## TEXT PASSAGE
*-*-*

Next, convert the sam file to a bam file:
samtools view -S -b aln-pe.sam > aln-pe.bam
Mapping information can be displayed with the following command:
samtools flagstat aln-pe.bam
Here are some example results for whole blood RNA sequence data:
47349447 + 0 in total (QC-passed reads + QC-failed reads)
0 + 0 secondary
1385065 + 0 supplementary
0 + 0 duplicates
47234210 + 0 mapped (99.76% : N/A)
45964382 + 0 paired in sequencing
22982191 + 0 read1
22982191 + 0 read2
40064488 + 0 properly paired (87.16% : N/A)
45843172 + 0 with itself and mate mapped
5973 + 0 singletons (0.01% : N/A)
250062 + 0 with mate mapped to a different chr
135453 + 0 with mate mapped to a different chr (mapQ>=5)
While not directly comparable because whole blood has a much higher concentration of human DNA than plasma, we can see that 99.76% is higher than any of the amounts mapping to GRCh37 in the figures below. In the future, plasma sample data will be used to compare the depletion quality. Following the same procedure, but for rRNA we get the following output:
45964393 + 0 in total (QC-passed reads + QC-failed reads)

*-*-*

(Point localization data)
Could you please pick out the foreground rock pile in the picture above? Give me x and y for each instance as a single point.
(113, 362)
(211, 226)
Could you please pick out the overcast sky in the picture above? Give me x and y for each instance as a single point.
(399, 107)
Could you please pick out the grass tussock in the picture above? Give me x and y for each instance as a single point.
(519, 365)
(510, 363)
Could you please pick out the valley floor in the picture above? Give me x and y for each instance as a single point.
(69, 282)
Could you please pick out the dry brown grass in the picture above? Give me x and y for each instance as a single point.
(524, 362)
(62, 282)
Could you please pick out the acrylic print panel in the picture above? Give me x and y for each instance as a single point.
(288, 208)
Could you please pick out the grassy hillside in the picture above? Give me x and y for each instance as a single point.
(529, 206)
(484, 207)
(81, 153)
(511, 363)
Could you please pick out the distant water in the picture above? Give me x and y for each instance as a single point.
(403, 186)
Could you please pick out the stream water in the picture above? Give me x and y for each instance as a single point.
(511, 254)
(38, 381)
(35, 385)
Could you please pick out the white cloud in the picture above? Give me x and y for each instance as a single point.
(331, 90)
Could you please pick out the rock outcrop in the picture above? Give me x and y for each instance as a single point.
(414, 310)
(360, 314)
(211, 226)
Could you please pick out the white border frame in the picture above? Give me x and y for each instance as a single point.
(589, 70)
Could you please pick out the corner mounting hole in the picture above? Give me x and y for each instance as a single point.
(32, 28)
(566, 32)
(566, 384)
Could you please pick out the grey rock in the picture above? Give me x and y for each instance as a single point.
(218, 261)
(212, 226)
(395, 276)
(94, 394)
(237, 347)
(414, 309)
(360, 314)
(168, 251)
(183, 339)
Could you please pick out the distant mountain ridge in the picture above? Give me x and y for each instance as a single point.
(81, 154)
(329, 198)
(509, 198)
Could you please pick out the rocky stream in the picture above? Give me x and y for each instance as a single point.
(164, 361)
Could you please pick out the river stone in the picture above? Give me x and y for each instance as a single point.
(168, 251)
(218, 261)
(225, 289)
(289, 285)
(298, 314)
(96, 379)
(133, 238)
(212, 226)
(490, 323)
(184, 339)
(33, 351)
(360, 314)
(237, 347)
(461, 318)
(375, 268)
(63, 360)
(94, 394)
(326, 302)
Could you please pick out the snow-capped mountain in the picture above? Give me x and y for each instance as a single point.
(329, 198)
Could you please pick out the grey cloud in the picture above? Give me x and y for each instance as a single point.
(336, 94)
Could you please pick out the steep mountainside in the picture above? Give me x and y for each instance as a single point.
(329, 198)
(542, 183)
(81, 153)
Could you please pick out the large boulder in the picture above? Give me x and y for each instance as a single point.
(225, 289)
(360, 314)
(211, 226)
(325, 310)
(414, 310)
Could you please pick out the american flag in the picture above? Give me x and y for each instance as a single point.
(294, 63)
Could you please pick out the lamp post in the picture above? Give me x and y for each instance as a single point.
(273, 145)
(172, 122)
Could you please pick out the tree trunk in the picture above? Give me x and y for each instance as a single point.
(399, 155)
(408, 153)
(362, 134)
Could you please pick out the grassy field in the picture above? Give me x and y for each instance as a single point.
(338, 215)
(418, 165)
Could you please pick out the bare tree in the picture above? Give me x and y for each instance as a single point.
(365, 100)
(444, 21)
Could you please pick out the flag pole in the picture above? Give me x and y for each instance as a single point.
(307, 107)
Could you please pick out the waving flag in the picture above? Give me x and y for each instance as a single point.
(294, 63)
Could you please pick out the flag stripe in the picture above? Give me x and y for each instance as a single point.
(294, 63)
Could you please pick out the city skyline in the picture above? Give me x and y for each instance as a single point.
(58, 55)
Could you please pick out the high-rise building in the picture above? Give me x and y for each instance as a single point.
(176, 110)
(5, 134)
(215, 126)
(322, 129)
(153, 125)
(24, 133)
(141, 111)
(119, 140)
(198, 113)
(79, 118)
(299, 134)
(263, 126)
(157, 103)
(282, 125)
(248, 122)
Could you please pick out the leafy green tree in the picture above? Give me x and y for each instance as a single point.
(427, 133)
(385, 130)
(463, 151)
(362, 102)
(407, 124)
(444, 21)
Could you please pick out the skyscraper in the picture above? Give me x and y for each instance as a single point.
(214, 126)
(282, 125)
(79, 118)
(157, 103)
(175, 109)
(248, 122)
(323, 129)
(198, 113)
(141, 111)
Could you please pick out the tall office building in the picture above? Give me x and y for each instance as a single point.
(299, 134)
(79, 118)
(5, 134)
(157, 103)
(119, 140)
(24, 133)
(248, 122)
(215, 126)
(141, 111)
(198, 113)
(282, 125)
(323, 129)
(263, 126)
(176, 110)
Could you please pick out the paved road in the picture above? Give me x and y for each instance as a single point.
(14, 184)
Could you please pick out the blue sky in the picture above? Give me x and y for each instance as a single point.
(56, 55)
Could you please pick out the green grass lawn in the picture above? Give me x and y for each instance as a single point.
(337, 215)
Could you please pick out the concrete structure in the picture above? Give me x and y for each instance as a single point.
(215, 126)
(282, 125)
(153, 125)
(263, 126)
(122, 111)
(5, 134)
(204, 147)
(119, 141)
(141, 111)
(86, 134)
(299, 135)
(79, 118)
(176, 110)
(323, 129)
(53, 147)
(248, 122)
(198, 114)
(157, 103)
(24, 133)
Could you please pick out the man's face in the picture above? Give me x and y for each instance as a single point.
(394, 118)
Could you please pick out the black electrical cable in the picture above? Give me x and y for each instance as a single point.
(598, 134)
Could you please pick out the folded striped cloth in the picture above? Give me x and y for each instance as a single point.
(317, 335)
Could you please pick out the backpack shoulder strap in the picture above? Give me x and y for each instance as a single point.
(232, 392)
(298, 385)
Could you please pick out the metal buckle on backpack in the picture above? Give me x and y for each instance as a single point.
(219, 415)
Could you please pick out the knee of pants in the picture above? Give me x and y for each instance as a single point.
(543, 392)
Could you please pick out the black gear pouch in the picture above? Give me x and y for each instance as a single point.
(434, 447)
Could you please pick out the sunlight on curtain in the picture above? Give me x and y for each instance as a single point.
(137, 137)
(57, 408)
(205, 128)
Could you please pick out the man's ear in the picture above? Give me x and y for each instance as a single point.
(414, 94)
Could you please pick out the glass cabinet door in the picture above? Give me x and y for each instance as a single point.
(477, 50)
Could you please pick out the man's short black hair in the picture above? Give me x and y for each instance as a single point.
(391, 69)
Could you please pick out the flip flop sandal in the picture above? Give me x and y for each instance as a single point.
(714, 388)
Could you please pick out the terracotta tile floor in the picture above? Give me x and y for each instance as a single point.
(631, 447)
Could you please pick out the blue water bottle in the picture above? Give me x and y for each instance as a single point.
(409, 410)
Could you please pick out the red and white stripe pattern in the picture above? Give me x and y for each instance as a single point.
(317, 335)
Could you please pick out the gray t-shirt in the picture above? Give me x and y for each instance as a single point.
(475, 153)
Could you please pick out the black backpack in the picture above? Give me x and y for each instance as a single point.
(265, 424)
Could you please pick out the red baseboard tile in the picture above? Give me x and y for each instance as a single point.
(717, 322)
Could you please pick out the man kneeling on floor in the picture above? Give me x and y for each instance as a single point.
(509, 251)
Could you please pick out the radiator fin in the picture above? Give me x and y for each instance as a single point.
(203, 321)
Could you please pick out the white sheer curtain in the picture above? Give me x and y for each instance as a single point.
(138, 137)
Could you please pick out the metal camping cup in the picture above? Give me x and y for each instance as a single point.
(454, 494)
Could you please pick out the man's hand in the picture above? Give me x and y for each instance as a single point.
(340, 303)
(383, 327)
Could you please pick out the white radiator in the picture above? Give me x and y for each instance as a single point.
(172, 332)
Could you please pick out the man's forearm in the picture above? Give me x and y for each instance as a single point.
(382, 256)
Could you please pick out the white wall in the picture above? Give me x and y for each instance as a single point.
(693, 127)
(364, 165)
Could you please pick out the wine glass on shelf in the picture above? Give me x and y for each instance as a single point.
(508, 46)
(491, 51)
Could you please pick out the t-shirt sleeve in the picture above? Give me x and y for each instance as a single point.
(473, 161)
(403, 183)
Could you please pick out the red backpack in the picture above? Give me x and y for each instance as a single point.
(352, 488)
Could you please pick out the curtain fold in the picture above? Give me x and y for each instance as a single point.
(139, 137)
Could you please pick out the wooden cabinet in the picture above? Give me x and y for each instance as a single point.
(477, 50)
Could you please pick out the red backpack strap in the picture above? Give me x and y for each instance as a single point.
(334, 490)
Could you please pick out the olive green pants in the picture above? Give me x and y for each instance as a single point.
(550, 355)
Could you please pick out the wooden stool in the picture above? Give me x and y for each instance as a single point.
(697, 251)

*-*-*

## EXERCISE TASKS
1 - Answer these questions about the samtools text above:
(a) Which command converts the sam file to a bam file?
(b) In the example results for whole blood RNA sequence data, what count is given for supplementary reads?
(c) What sample data will be used in the future to compare the depletion quality?
2 - From the samtools text above, write out the passage starting at "45964382 + 0" and ending at "45964393 + 0 in total (QC-passed reads + QC-failed reads)", substituting "serum" for each occurrence of "plasma".

## RESULTS
1 -
(a) samtools view -S -b aln-pe.sam > aln-pe.bam
(b) 1385065 + 0
(c) Plasma sample data

2 -
45964382 + 0 paired in sequencing
22982191 + 0 read1
22982191 + 0 read2
40064488 + 0 properly paired (87.16% : N/A)
45843172 + 0 with itself and mate mapped
5973 + 0 singletons (0.01% : N/A)
250062 + 0 with mate mapped to a different chr
135453 + 0 with mate mapped to a different chr (mapQ>=5)
While not directly comparable because whole blood has a much higher concentration of human DNA than serum, we can see that 99.76% is higher than any of the amounts mapping to GRCh37 in the figures below. In the future, serum sample data will be used to compare the depletion quality. Following the same procedure, but for rRNA we get the following output:
45964393 + 0 in total (QC-passed reads + QC-failed reads)